For this exercise, copy out each line of the material below that includes "license".

● ● ● ●

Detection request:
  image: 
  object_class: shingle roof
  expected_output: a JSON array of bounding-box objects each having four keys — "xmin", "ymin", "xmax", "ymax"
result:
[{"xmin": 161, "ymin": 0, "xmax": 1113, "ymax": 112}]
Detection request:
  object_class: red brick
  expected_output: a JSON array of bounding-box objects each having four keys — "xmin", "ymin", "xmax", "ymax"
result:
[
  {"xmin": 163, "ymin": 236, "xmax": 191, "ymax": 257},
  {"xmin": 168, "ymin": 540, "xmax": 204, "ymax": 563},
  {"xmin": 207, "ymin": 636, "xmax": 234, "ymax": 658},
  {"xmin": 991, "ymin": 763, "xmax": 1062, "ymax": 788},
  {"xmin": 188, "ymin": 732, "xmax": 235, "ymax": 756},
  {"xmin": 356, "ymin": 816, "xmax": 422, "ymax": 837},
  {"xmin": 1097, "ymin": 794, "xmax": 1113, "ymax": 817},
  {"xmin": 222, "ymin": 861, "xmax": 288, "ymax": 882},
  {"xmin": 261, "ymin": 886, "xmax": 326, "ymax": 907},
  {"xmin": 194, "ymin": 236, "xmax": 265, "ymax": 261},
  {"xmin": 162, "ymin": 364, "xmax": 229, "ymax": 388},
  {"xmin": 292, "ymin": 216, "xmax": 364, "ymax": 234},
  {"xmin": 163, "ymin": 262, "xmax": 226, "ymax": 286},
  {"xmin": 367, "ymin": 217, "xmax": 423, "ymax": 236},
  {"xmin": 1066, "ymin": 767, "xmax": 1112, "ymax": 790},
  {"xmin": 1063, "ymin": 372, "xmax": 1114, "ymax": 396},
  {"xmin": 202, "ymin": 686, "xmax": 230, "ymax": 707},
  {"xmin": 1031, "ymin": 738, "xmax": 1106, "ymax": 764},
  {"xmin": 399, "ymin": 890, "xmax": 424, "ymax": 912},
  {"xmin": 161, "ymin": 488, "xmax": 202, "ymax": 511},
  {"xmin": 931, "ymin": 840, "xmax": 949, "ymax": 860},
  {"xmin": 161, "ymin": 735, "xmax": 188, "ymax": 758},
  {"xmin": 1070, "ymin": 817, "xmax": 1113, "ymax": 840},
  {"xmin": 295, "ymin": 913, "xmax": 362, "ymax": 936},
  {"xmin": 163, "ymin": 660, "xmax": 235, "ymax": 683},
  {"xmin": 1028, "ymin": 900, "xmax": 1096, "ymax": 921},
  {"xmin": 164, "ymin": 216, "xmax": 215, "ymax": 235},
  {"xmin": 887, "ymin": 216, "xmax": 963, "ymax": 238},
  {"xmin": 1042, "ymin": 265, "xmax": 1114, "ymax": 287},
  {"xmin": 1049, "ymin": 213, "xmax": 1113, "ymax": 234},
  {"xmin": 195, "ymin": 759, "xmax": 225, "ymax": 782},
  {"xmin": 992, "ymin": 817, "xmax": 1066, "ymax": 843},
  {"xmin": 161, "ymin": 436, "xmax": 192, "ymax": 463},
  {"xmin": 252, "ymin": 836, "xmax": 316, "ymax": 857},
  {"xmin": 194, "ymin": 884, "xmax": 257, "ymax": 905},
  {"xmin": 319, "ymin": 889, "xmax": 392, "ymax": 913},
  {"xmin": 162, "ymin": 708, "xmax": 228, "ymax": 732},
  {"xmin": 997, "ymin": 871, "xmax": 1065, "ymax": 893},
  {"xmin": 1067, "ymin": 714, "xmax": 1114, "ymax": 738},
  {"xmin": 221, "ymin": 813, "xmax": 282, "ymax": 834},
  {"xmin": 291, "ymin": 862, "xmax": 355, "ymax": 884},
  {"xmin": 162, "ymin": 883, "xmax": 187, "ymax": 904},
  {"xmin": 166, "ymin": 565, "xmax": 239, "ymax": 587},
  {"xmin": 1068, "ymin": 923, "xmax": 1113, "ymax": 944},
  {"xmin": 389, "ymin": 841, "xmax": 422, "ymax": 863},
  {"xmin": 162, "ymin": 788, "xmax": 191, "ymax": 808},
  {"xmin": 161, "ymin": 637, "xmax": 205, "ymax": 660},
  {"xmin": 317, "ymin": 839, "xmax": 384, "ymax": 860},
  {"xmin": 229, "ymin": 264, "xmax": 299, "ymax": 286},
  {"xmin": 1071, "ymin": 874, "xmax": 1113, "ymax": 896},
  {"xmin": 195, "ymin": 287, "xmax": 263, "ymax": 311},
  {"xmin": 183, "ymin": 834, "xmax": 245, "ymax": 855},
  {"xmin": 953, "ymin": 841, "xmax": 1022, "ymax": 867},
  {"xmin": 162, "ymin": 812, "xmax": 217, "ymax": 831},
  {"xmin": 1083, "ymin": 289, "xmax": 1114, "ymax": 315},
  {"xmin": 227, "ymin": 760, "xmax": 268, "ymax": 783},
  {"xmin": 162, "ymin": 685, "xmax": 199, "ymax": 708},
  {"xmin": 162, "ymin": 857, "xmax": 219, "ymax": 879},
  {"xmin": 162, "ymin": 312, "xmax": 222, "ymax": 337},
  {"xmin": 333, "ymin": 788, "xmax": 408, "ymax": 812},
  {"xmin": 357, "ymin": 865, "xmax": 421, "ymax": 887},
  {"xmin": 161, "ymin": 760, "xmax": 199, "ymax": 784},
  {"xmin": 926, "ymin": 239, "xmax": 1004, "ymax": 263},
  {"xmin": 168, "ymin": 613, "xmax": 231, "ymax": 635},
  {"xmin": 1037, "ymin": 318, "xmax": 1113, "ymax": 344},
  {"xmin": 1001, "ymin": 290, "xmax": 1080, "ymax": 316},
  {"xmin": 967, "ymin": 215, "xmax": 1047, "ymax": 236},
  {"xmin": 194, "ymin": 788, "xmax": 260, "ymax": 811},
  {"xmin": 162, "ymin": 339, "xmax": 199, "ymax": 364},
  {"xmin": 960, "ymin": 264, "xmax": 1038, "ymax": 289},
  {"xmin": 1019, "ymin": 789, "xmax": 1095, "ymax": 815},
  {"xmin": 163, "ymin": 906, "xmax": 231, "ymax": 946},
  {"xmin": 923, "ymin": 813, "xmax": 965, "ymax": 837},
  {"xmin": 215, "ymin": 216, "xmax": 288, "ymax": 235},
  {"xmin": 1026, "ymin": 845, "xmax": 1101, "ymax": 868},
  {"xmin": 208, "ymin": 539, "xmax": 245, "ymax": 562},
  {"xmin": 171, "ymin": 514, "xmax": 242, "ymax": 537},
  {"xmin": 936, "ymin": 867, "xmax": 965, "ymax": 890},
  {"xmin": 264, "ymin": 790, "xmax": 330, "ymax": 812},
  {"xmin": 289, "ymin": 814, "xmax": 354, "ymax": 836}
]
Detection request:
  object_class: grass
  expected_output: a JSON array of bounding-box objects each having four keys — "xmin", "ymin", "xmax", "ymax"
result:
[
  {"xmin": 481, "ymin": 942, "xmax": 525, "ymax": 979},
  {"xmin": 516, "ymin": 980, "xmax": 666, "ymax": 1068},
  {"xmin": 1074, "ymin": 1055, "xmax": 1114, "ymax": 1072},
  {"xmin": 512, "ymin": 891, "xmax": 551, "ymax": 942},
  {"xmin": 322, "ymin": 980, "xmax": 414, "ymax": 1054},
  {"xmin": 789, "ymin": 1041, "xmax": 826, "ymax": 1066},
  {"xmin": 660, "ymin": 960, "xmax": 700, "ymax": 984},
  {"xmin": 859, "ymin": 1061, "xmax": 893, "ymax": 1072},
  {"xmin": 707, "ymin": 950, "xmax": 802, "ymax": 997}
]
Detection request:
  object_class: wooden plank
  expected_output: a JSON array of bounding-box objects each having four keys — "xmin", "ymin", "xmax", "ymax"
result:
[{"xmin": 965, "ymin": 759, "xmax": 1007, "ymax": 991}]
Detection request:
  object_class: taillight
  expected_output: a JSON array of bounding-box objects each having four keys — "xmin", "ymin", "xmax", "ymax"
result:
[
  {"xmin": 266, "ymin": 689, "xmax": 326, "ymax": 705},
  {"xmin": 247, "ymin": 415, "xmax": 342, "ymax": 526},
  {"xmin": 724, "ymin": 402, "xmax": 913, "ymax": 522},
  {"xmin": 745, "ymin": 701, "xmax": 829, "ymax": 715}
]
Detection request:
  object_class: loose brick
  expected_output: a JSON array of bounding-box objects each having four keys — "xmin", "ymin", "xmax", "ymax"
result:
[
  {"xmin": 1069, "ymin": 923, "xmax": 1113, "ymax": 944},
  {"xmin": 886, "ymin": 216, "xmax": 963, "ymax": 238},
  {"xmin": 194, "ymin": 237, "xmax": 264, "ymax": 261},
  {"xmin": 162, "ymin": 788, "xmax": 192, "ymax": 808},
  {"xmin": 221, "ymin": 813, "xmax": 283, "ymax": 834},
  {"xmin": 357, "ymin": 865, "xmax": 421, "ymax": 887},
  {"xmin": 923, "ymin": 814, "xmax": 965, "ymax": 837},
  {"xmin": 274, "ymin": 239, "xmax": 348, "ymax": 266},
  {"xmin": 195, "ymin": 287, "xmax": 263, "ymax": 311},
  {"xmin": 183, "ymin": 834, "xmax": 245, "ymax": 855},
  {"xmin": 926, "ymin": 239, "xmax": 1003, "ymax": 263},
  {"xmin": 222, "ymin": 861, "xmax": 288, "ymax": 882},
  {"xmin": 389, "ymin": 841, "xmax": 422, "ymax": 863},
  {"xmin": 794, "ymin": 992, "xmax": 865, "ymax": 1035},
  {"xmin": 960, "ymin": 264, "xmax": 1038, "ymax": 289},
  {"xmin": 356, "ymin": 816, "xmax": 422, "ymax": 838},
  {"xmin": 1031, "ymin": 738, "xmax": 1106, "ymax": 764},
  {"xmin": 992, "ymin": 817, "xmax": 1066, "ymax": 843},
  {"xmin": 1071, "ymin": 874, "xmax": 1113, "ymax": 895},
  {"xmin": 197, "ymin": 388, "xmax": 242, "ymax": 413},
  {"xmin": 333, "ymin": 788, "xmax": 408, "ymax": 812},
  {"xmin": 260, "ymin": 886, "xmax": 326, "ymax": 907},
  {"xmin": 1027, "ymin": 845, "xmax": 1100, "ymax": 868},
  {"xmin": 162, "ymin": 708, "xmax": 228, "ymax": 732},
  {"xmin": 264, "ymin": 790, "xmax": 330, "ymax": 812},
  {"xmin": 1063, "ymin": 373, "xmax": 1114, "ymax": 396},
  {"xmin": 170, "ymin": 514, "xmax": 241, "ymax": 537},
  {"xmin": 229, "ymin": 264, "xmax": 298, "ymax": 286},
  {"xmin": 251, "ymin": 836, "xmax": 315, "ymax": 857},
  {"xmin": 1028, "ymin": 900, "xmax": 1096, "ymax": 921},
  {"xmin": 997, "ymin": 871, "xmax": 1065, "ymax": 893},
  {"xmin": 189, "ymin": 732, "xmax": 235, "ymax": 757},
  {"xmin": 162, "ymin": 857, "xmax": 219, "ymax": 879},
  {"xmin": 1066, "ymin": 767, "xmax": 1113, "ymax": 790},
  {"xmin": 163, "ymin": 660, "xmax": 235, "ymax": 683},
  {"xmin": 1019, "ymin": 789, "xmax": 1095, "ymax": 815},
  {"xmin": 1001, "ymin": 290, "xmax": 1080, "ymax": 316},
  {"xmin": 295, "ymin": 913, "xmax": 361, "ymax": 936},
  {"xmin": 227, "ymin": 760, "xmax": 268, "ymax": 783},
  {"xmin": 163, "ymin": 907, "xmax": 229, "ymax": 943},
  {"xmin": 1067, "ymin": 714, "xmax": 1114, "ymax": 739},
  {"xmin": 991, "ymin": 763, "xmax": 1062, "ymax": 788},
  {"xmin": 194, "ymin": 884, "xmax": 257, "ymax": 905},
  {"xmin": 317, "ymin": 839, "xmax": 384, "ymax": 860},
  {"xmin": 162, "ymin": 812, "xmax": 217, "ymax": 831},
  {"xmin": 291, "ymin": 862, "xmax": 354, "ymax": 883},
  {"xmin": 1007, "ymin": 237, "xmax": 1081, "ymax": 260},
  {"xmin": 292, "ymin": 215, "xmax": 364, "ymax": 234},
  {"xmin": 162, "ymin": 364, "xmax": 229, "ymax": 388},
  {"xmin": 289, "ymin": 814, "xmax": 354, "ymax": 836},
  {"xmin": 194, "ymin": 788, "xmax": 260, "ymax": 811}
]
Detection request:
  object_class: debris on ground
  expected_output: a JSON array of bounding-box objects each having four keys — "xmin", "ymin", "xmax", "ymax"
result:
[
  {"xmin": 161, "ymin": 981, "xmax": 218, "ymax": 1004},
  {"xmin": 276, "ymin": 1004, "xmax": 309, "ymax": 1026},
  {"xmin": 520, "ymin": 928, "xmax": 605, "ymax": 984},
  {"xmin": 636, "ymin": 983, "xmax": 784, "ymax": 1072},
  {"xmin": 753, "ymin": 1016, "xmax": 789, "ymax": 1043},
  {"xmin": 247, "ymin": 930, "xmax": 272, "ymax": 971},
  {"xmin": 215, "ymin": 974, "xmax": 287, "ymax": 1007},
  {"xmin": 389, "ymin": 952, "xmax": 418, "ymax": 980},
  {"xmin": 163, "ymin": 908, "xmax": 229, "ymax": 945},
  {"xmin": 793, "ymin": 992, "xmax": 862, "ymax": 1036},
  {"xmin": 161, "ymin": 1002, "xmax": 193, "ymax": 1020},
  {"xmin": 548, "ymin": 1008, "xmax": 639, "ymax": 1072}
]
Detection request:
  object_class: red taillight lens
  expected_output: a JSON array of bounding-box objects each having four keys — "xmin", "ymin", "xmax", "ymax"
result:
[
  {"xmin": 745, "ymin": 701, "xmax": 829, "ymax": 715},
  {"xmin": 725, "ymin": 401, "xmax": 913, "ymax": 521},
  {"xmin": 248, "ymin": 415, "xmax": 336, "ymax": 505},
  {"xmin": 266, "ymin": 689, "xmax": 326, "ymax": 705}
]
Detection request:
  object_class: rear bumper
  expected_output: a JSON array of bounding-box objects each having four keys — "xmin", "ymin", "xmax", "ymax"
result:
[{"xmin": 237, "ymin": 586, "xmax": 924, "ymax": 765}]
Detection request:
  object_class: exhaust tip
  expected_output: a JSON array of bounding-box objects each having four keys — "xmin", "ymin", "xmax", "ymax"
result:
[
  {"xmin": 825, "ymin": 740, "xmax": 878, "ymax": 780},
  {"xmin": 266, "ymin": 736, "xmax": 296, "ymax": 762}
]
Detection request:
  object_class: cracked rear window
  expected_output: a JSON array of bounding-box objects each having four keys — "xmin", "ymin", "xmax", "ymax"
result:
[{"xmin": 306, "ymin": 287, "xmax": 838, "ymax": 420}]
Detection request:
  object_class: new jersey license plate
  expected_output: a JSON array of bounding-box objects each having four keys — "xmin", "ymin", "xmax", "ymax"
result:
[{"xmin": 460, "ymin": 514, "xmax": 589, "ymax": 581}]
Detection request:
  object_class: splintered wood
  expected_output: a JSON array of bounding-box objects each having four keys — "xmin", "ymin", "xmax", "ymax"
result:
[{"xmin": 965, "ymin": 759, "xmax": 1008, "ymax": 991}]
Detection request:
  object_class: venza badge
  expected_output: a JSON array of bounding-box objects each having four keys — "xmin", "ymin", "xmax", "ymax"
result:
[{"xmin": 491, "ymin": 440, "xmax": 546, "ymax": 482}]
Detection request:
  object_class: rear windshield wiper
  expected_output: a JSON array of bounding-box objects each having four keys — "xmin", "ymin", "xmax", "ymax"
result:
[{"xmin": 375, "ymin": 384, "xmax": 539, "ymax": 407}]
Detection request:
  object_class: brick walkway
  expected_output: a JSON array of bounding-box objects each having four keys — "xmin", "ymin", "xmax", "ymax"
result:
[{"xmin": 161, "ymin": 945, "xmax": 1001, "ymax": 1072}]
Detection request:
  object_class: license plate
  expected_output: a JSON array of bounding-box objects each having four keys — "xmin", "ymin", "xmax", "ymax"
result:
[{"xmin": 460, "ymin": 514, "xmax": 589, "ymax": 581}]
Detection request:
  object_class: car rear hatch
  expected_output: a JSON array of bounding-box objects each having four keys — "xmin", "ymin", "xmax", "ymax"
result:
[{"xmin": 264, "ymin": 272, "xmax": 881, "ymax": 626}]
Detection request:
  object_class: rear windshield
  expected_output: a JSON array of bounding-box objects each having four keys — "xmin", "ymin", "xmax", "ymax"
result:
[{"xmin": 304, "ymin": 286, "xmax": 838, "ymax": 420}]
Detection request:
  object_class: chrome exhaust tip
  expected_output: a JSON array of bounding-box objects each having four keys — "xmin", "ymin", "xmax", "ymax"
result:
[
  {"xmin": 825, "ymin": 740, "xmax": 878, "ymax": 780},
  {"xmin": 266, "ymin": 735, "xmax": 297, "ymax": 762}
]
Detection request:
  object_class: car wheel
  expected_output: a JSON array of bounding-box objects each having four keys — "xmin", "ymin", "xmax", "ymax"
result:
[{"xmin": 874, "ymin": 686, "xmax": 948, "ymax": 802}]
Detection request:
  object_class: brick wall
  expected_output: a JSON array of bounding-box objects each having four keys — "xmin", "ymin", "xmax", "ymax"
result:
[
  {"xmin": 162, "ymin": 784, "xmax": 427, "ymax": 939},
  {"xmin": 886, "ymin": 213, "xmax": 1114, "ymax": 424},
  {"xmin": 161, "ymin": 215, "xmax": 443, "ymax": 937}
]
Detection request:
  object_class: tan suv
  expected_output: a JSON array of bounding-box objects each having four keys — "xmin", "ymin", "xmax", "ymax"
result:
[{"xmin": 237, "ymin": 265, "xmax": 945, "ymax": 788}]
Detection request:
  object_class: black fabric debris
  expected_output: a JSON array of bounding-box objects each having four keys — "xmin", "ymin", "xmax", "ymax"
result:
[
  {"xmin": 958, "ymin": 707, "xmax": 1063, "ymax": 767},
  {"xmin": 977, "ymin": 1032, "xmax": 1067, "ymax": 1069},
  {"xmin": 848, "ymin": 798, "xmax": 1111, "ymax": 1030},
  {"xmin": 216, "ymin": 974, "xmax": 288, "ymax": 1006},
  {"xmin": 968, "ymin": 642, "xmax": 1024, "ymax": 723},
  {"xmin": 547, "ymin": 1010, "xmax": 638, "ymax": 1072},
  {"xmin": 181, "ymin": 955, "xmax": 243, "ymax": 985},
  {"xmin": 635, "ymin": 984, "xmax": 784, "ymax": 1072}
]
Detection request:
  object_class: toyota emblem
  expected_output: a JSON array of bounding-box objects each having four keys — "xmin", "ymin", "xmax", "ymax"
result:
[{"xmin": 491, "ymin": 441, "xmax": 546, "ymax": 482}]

● ● ● ●

Exercise solution:
  object_class: new jersey license plate
  object_class: license plate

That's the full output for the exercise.